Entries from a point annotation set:
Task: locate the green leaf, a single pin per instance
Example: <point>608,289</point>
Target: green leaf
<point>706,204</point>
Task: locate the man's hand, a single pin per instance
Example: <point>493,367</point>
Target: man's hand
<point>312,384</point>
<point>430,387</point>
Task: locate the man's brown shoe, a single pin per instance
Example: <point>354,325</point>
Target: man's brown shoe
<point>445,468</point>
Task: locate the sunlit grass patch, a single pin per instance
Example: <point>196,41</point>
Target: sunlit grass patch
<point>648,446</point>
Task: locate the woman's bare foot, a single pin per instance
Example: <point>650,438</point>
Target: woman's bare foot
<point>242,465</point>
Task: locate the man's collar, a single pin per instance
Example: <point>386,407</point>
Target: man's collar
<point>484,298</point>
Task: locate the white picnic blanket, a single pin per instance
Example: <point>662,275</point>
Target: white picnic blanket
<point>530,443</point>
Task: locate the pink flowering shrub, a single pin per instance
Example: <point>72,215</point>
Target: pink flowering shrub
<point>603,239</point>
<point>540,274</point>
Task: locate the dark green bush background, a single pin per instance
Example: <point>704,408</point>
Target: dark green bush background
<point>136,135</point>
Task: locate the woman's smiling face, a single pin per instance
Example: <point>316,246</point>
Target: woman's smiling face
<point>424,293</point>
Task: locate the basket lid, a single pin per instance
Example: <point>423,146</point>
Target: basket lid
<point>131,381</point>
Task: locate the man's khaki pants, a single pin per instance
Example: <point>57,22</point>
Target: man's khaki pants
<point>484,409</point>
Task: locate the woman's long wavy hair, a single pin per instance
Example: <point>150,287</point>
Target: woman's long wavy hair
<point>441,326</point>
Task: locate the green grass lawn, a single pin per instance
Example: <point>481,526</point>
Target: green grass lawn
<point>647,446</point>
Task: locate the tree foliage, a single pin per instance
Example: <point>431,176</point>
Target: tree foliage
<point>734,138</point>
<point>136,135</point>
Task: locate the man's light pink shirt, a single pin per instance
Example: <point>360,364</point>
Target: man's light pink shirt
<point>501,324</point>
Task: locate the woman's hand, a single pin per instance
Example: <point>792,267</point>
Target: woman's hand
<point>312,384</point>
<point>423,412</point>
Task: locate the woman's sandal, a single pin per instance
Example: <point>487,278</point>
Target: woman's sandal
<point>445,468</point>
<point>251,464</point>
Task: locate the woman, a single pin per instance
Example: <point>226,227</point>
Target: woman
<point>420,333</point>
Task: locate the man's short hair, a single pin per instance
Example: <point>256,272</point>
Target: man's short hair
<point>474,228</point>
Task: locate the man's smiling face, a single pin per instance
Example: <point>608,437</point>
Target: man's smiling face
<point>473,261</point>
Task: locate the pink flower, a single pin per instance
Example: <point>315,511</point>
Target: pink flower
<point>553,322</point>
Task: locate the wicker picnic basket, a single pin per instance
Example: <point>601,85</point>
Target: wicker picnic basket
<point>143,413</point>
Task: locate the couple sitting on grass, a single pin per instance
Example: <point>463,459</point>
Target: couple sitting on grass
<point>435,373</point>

> **Set task**
Starting at the line that has "Task: locate the woman's smiling" and stopping after the line that has "<point>131,381</point>", write out those lines again, swapping "basket lid" for "hamper lid" and keeping everything else unchanged.

> **Result**
Task: locate the woman's smiling face, a single pin per instance
Example: <point>316,246</point>
Target: woman's smiling face
<point>424,293</point>
Task: locate the hamper lid, a single pin per instance
Example: <point>423,146</point>
Target: hamper lid
<point>131,381</point>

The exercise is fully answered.